Saved data entries
============================================================

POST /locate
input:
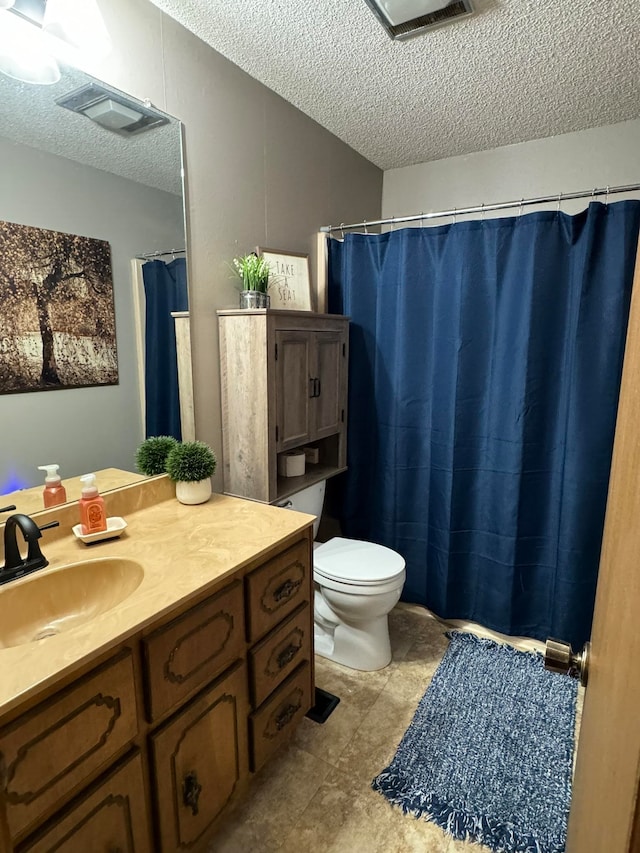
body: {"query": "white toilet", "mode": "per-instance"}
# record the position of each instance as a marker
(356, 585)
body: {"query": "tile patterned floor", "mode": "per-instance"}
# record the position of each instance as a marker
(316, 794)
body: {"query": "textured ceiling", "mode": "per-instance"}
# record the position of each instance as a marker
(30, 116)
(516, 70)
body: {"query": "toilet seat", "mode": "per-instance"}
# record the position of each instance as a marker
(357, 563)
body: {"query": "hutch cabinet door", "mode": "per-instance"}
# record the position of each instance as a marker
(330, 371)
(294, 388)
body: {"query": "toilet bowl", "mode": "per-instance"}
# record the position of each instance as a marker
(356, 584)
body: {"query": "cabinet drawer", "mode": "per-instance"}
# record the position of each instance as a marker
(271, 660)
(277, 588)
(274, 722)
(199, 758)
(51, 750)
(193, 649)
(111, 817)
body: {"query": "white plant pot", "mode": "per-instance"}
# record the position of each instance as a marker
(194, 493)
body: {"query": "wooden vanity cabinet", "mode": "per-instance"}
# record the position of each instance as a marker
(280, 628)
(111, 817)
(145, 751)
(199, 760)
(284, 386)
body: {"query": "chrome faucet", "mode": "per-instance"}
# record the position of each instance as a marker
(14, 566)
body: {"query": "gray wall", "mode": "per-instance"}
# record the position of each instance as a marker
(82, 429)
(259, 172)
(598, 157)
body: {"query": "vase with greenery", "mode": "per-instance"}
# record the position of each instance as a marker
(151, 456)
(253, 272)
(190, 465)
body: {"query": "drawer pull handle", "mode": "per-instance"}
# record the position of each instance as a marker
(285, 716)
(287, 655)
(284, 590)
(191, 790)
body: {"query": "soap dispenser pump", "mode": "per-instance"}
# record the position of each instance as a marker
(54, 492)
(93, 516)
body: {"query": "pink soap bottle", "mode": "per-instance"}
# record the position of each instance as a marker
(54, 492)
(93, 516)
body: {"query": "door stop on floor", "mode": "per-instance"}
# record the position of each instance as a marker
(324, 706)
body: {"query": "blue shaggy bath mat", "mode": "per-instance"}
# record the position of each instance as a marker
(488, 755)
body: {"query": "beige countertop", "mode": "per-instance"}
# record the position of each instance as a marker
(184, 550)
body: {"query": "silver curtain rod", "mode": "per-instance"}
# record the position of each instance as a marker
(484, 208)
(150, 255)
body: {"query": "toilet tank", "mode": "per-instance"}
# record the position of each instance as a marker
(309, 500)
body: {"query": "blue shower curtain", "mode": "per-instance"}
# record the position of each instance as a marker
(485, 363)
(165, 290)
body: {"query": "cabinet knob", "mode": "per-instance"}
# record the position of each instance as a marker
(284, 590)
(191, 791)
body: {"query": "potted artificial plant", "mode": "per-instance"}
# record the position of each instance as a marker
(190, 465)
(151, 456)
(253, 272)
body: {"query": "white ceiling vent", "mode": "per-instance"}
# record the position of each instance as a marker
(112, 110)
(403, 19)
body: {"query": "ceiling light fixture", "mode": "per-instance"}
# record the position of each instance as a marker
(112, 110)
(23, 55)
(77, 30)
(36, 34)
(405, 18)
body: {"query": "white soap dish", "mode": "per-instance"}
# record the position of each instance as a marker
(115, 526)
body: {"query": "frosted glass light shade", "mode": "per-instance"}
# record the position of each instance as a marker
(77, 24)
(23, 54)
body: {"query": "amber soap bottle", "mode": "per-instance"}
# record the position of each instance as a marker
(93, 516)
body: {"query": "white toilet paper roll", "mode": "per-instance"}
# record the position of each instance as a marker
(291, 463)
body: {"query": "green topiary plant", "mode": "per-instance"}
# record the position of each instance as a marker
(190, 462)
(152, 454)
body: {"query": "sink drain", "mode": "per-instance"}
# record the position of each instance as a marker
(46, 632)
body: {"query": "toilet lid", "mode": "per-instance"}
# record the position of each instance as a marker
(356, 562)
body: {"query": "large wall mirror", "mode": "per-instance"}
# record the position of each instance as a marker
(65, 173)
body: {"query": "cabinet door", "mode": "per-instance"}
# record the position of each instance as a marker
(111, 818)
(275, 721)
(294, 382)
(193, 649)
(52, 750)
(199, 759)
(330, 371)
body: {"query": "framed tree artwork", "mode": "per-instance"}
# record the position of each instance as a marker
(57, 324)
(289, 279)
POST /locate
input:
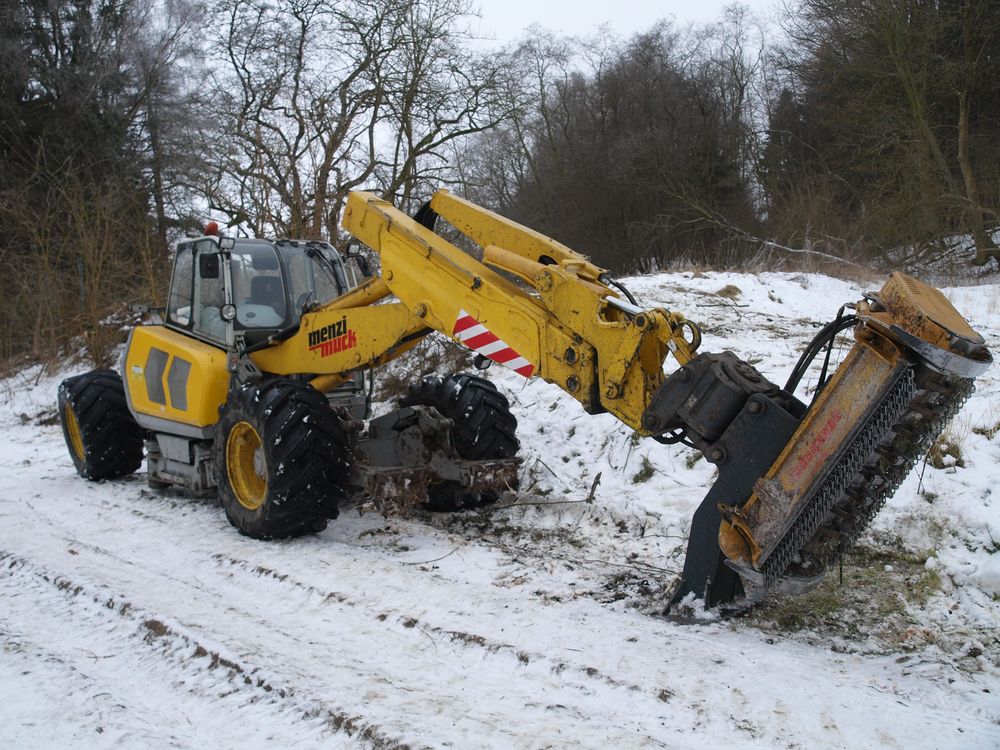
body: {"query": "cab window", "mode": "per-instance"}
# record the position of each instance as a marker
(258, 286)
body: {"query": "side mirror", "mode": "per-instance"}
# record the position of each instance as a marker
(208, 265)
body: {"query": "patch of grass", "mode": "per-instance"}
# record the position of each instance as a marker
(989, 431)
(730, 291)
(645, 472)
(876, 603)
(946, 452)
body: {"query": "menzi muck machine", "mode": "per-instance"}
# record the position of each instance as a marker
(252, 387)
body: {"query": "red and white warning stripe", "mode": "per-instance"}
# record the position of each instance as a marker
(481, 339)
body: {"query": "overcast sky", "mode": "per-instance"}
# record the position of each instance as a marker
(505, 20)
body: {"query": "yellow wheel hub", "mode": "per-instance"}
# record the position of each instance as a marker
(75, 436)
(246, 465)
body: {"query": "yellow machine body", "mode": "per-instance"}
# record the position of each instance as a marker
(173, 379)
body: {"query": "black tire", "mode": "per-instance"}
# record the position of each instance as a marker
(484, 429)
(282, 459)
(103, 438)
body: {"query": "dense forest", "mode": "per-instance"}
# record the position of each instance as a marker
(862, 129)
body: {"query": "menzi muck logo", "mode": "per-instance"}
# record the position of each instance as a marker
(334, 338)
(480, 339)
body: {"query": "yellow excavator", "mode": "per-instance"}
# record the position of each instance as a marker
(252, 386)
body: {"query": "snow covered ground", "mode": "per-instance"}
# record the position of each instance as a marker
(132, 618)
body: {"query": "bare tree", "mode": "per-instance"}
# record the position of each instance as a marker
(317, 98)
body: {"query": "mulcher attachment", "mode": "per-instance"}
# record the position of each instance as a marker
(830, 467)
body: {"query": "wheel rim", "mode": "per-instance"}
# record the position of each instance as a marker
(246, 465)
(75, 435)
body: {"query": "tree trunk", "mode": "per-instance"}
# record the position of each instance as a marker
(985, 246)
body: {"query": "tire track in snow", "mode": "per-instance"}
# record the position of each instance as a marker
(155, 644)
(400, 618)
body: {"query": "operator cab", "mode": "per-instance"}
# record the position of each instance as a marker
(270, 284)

============================================================

• [Exercise description]: Repeat the line containing "and white warning" and all subsequent lines through the final line of the data, exactly and with no others.

• [Correct answer]:
body: {"query": "red and white warning stripe", "mode": "per-instance"}
# record the position of each instance as a marker
(481, 339)
body: {"query": "overcast sky", "mode": "per-instance"}
# record the position of each instance as a marker
(505, 20)
body: {"query": "yellow wheel hub", "mode": "per-instance"}
# record the position of each instance as a marker
(75, 436)
(246, 465)
body: {"query": "yellow machine body", "mode": "per-instance"}
# record the position of each instance as a marker
(173, 379)
body: {"query": "black tire", "mode": "per-instance"}
# record the position of each instance as a marker
(484, 429)
(282, 459)
(103, 438)
body: {"query": "dense forest", "mode": "per-instance"}
# record the position of each instance as a marker
(862, 129)
body: {"query": "menzi muck logo", "mode": "per-instance"}
# record the position of each instance as a marker
(334, 338)
(480, 339)
body: {"query": "yellow excavator", "mode": "per-instance"}
# record the position of each instance as a marker
(252, 386)
body: {"query": "snow covered ground", "mode": "per-instance"}
# record the position of each instance as a marker
(132, 618)
body: {"query": "bare tree", "mode": "per-instance"}
# record the position of each instance as a marker
(317, 98)
body: {"query": "mulcher attachment", "mode": "per-instance"}
# record the position of each instance as a marker
(830, 467)
body: {"query": "wheel rim", "mode": "per-instance"}
# record the position of each instance as a marker
(246, 465)
(75, 435)
body: {"query": "tree trunk", "mode": "per-instance"}
# record the position of each instance as a marker
(985, 246)
body: {"query": "tire track in snow", "mode": "per-instance"}
# record the position of each instance as a marker
(155, 644)
(400, 618)
body: {"query": "operator cab", "mode": "per-instance"}
# record the position of each instance as a marker
(270, 284)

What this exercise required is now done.